[START OF Dataset records]
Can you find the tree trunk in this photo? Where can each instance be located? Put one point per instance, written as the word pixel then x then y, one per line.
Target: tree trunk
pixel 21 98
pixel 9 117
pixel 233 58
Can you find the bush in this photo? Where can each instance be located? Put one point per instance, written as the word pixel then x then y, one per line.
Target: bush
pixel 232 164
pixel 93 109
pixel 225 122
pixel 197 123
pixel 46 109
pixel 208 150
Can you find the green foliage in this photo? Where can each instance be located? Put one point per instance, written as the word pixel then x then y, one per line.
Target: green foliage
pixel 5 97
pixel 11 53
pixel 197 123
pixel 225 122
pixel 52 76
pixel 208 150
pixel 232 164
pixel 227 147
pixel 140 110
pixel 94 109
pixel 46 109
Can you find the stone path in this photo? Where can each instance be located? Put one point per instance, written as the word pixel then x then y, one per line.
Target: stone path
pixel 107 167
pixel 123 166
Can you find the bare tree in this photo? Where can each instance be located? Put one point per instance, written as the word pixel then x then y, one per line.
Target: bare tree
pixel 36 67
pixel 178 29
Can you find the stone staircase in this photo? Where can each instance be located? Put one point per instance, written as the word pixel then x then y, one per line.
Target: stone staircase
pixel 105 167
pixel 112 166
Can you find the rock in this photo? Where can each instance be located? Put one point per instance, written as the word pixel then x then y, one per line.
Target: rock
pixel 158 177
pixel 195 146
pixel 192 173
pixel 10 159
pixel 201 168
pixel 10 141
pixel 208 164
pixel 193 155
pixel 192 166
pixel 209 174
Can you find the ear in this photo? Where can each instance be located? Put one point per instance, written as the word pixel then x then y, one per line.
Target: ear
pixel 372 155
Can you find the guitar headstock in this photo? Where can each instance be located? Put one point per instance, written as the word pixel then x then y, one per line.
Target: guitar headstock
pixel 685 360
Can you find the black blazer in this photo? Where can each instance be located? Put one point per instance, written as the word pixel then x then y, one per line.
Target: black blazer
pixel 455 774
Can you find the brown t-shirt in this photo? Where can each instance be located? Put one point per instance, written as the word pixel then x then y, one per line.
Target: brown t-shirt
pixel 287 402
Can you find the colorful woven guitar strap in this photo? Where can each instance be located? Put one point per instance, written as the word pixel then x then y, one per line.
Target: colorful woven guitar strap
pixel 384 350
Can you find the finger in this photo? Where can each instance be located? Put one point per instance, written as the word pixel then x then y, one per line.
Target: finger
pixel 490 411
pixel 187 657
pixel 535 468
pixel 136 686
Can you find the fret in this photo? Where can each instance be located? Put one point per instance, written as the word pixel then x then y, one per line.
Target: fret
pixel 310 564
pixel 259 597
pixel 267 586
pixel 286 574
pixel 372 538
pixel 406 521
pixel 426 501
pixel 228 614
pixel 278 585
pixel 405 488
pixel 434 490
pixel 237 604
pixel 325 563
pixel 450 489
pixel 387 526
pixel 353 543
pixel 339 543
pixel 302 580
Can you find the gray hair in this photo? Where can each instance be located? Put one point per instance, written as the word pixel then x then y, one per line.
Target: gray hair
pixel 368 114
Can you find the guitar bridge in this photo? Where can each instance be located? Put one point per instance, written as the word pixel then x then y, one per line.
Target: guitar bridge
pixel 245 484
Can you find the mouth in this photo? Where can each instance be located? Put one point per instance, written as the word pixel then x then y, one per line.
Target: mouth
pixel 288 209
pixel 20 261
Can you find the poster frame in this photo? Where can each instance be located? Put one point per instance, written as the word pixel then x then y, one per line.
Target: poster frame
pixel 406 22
[END OF Dataset records]
**Task objective**
Copy every line of the listing above word for word, keeping the original order.

**Solved exercise**
Can you find the tree trunk in this photo? Where can each instance be located? Put one point per instance, written as the word pixel then x then y, one per line.
Target: tree trunk
pixel 21 98
pixel 9 117
pixel 233 58
Can you find the bush in this photo? Where can each instance be located? Put one point per instance, written as the word pixel then x then y, one per line.
Target: bush
pixel 232 164
pixel 93 109
pixel 225 122
pixel 197 123
pixel 46 109
pixel 208 150
Can you find the green foliage in this photo? Where can each instance be located? Put one point per instance, written as the word pixel then x then y, one per line.
Target: green foliage
pixel 5 97
pixel 11 53
pixel 197 123
pixel 225 122
pixel 52 76
pixel 208 150
pixel 232 164
pixel 227 147
pixel 140 110
pixel 94 109
pixel 46 109
Can you find the stone path in this photo? Where can each instance be located? Put one point per instance, written as the word pixel then x then y, one per line.
Target: stone path
pixel 107 167
pixel 123 166
Can you find the bare tree in this photo? Where can each instance be located? Put one point per instance, written as the word pixel then x then y, one per line.
Target: bare tree
pixel 36 67
pixel 178 29
Can you find the stone staircase in this photo? Where can each instance be located? Put one point per instance, written as the word pixel then x then y, one per line.
Target: stone staircase
pixel 105 167
pixel 112 166
Can you find the rock in this photo? Where can each instance be located? Put one point per instance, written as the word pixel then x then y, one per line.
Target: rock
pixel 158 177
pixel 195 146
pixel 192 173
pixel 10 159
pixel 201 168
pixel 10 141
pixel 208 164
pixel 193 155
pixel 192 166
pixel 209 174
Can you find the ear in this photo? Where can each instance be located? Put one point per instance, written as the word pixel then x then y, one per line.
Target: ear
pixel 372 155
Can you find the guitar headstock in this photo? Where can each instance be located? Put one point per instance, written as the word pixel then x then y, one per line.
Target: guitar headstock
pixel 685 360
Can you find the black blazer in this photo? Where can each instance be located? Put one point per instance, written as the word pixel then x then y, one per line.
Target: black blazer
pixel 455 774
Can you find the brown t-shirt in this photo? Where can each instance be located? Put one point per instance, written as the word pixel then x then y, one per line.
Target: brown t-shirt
pixel 287 402
Can you find the colorful woven guitar strap in this photo? Where can each instance be located? Put one point per instance, written as the word pixel then x then y, one per line.
Target: colorful woven guitar strap
pixel 384 350
Can you find the finger in this photo? Where can each instance be located? Put one point per instance, written as the word pixel then x then y, one per line.
Target: finger
pixel 490 411
pixel 187 657
pixel 535 468
pixel 136 686
Can you find the fret in this photo? Where can each instance be located? Put one point per instance, written as the word pixel then x then y, one per line.
Target: fret
pixel 310 564
pixel 259 597
pixel 267 586
pixel 286 574
pixel 372 538
pixel 406 521
pixel 426 501
pixel 228 614
pixel 278 585
pixel 405 488
pixel 434 490
pixel 237 604
pixel 325 563
pixel 450 489
pixel 387 526
pixel 353 543
pixel 339 543
pixel 302 580
Can you find the gray hair in this photo? Where can each instance be located? Put one point per instance, written as the word pixel then x then y, one per line.
Target: gray hair
pixel 368 114
Can you find the guitar bridge in this photo? Where can each instance be located? Put one point per instance, written as the word pixel then x then y, one per line.
Target: guitar bridge
pixel 245 484
Can you find the mouth in this photo? Where can each instance be located? Put one point per instance, written as the word pixel then x then y, one per line.
Target: mouth
pixel 288 209
pixel 20 261
Can you find the poster frame in this photo? Where can each instance be located? Put one point per instance, written as the word pixel then x then y, one per line.
Target: poster frame
pixel 406 22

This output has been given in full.